SHORT EXERCISE 1 >> For the spring training post below, decide whether each statement agrees with it, and answer yes or no, quoting the deciding words: (a) All three games the writer attended featured the Washington Nationals. (b) The Saturday game took place in Jupiter. (c) The writer describes the Travelogue entries as short.

SOURCE EXTRACT >>
I needed a break from the Hillary/Barack story. So, I went to three spring training games in Florida over the weekend: Friday in Jupiter, Saturday in Kissimmee and yesterday in Viera.
All three featured the Washington Nationals, the team to which - as regular readers know - I am a credentialed reporter writing for the Mighty Alexandria Times.
I wrote three long, LONG Travelogue entries which you can find by clicking on the appropriate day:
Friday - Nats vs. Marlins
Saturday - Nats vs. Astros
Sunday - Nats vs. Indians
You will see that the games themselves are barely tangential to the experience of being a reporter, rather than doing what a reporter is supposed to be doing - reporting on the game.
One of the things I have learned in my two seasons (well, one-and-a-half seasons. Last year was cut short when I went on the road with Fred Thompson's campaign) is: No matter how good a fan you think you are, if you haven't played the game at the professional level or covered the game at a professional level you probably don't have a clue.

SUPPLIED DATA >>
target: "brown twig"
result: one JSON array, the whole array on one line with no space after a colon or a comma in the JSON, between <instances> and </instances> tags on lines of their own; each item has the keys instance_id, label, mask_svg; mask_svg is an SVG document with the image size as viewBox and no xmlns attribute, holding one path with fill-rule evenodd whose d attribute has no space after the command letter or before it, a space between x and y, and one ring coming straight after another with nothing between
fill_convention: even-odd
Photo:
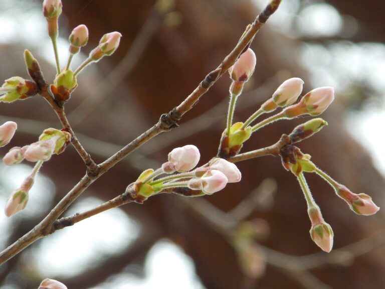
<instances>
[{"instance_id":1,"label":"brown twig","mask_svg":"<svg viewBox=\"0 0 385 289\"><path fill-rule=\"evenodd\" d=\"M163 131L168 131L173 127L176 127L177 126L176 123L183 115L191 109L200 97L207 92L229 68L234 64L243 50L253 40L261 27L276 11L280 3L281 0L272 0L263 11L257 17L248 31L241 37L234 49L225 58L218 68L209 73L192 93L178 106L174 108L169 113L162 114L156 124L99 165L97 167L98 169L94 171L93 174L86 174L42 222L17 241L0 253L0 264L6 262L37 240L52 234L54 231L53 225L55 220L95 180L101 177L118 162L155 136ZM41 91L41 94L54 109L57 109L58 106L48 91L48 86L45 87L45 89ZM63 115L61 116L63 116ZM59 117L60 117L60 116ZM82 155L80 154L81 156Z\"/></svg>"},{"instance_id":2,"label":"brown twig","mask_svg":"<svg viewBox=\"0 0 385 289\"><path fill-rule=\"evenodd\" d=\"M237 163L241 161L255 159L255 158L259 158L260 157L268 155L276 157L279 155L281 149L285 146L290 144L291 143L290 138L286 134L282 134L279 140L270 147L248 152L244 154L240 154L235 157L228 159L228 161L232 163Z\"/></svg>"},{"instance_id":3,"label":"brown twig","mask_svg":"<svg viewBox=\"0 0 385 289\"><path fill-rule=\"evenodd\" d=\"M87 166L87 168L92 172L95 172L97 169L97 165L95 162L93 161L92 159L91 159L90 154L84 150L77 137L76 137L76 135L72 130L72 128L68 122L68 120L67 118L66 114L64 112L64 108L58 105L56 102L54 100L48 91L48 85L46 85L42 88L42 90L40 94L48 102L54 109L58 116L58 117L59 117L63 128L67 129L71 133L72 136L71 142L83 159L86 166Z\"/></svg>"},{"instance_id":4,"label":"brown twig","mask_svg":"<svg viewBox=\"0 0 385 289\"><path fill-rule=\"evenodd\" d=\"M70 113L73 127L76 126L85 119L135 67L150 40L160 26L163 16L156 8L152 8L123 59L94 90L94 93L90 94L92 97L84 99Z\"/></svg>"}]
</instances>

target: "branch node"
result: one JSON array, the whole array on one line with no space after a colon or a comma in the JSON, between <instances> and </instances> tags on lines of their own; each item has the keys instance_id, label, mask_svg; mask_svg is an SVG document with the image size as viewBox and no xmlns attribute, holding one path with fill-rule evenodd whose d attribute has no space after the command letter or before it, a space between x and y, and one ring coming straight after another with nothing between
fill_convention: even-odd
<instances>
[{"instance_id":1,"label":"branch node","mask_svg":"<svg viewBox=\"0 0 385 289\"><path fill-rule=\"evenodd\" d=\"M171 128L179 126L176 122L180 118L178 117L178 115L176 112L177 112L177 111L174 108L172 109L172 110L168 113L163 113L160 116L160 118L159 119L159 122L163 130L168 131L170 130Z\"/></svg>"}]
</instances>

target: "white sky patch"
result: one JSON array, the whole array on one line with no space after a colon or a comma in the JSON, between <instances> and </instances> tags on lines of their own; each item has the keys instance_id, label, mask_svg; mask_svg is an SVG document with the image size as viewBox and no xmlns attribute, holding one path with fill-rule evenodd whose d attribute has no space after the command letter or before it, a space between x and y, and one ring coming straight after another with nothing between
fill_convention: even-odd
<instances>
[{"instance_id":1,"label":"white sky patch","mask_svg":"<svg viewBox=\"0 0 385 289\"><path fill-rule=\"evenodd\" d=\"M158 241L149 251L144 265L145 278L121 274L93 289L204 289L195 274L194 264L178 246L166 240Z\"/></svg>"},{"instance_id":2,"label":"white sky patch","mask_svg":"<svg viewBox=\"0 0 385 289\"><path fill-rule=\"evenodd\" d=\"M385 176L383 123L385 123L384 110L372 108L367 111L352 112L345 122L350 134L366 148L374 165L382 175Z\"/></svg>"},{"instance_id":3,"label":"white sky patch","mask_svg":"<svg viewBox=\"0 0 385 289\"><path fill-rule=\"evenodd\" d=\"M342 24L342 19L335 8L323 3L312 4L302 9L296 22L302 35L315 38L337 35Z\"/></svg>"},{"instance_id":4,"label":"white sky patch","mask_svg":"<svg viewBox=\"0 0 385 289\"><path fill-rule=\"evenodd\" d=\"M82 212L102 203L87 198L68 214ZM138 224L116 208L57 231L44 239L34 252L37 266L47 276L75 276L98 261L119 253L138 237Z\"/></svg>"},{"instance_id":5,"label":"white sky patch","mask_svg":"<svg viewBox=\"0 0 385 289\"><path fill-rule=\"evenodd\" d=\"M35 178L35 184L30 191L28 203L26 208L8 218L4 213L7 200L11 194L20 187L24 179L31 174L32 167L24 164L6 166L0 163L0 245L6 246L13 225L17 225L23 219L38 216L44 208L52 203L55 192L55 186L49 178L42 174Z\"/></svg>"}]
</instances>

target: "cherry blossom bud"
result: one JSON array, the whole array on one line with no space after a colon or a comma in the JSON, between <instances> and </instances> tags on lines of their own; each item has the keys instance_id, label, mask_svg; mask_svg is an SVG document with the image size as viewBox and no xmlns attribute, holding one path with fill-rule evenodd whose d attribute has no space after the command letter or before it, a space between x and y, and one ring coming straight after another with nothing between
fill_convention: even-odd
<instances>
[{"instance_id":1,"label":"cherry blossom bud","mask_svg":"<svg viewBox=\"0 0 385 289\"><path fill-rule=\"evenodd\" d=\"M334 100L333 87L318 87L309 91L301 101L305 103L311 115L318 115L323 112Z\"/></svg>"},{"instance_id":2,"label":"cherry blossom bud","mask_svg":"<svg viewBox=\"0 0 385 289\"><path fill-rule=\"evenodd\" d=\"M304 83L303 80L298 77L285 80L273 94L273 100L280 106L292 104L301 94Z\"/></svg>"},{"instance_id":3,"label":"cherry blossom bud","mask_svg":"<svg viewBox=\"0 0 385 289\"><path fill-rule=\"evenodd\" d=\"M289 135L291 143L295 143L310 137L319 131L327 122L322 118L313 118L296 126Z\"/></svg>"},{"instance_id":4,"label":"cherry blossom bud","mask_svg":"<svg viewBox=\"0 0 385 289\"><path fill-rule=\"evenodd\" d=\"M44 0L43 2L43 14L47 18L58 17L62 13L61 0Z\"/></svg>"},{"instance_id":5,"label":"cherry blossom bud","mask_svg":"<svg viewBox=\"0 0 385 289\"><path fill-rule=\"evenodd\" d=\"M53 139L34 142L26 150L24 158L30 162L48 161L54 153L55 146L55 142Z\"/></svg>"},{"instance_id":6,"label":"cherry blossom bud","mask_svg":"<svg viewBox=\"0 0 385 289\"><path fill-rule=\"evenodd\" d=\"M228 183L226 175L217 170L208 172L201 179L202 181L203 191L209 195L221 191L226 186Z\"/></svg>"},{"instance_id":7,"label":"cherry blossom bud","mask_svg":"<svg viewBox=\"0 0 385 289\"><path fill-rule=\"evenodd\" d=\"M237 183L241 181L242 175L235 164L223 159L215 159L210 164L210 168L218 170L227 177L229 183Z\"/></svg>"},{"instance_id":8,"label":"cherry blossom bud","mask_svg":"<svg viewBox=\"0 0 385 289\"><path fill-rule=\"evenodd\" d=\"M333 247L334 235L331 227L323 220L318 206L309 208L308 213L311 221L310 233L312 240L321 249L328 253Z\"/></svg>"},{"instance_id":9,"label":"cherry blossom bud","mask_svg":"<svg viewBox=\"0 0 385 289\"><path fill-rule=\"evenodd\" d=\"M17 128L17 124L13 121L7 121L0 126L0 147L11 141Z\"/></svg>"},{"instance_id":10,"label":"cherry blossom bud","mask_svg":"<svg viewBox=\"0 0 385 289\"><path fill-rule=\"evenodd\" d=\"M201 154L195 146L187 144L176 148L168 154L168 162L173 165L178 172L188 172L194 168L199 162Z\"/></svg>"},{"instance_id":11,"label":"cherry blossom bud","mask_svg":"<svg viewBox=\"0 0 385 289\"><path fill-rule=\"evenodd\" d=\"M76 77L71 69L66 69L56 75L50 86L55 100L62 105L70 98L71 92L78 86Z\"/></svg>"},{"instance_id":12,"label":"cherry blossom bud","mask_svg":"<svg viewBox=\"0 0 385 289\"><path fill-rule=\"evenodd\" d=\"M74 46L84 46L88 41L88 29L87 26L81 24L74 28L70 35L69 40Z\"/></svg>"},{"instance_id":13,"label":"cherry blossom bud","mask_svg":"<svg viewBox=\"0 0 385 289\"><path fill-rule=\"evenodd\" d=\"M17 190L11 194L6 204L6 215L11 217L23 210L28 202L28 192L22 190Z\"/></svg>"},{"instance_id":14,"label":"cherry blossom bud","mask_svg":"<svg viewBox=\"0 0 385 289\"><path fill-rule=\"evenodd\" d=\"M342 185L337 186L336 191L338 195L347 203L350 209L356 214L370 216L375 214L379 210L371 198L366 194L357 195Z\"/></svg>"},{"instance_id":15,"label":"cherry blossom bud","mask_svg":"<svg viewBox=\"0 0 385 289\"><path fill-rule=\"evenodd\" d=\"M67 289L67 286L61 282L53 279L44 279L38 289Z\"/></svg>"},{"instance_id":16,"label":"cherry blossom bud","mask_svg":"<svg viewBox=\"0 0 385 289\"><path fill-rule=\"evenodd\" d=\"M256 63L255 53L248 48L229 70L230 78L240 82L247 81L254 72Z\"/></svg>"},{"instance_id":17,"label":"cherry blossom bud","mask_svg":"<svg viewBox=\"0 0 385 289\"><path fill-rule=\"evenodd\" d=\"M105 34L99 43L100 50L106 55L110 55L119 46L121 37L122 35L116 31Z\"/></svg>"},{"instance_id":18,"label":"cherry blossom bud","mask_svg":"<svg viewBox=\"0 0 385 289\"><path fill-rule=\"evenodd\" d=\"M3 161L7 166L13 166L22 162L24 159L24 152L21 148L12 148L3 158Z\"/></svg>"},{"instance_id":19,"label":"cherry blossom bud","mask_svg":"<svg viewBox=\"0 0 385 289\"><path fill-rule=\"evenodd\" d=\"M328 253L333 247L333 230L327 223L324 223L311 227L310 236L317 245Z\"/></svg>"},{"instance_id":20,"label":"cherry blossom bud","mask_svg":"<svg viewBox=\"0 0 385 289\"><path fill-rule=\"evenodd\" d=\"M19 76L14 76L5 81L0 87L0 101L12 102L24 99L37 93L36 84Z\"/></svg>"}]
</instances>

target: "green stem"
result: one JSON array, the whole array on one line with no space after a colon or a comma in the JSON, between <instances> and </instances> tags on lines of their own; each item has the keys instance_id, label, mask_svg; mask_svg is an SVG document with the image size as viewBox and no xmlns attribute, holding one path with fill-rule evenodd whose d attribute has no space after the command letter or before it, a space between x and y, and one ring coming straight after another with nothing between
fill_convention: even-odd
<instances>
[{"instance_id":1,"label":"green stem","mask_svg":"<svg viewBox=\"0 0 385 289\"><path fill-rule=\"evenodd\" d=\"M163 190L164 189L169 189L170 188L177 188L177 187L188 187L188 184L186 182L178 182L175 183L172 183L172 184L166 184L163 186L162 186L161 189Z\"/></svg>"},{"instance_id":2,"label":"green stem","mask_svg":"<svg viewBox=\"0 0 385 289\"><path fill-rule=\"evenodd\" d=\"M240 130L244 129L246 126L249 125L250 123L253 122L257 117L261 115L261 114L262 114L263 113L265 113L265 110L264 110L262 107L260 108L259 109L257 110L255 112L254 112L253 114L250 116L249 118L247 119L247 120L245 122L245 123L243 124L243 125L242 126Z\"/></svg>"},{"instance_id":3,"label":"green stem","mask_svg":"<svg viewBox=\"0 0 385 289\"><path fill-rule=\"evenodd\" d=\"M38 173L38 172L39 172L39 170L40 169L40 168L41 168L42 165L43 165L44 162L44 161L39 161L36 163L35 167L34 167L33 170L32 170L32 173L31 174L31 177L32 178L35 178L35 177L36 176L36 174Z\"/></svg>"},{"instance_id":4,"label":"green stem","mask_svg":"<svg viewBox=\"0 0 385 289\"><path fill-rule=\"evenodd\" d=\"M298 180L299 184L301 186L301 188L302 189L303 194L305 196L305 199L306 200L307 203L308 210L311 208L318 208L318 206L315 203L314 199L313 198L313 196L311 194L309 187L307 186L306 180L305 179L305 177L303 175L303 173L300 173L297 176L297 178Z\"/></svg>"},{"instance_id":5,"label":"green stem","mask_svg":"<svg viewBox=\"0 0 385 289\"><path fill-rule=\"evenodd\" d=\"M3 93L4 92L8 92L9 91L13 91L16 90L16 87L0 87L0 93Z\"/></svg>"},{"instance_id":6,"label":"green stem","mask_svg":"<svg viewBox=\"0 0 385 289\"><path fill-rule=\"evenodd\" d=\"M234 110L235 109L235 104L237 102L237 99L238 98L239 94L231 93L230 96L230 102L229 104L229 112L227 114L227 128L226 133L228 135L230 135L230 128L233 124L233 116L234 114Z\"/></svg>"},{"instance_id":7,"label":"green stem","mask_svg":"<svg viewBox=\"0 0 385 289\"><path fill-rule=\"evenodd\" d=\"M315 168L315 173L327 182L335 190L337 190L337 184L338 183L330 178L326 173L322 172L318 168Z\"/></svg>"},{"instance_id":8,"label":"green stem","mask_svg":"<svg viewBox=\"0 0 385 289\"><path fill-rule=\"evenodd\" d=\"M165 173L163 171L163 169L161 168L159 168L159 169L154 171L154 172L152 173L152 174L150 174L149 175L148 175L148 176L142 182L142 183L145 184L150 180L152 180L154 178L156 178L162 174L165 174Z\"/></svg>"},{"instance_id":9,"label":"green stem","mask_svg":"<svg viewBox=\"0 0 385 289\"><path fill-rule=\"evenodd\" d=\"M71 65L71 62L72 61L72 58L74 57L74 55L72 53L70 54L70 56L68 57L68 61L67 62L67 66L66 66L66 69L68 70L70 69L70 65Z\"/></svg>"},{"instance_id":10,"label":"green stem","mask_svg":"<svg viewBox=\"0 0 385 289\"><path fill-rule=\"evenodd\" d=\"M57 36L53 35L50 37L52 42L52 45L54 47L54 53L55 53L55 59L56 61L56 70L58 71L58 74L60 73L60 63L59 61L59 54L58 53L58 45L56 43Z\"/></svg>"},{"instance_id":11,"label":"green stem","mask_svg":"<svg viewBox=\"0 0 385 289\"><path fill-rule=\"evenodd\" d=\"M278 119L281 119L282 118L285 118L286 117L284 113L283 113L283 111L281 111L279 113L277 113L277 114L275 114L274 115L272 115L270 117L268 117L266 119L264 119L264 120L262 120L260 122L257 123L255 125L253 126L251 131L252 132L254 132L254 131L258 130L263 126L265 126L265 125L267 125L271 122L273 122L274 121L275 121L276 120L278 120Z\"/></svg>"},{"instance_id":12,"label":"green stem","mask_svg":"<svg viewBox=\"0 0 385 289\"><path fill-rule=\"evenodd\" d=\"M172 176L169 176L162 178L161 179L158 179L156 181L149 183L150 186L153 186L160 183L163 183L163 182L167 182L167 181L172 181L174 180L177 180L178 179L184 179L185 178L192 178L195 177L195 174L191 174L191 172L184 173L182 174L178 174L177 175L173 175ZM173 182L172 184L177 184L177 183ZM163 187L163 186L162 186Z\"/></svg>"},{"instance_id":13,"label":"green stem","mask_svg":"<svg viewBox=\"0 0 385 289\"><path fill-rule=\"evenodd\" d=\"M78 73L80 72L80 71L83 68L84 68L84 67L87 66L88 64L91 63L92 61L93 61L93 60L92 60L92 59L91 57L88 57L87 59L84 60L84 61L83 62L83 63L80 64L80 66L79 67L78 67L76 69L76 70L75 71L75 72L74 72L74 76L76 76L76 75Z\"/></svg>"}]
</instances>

SHORT EXERCISE 2 >> List every line of the rows above that contains the string "target".

EXERCISE SOLUTION 1 >>
(a) Yes: "All three featured the Washington Nationals"
(b) No: "Friday in Jupiter, Saturday in Kissimmee"
(c) No: "I wrote three long, LONG Travelogue entries"

EXERCISE SOLUTION 2 >>
target: "brown twig"
target: "branch node"
target: "white sky patch"
target: "cherry blossom bud"
target: "green stem"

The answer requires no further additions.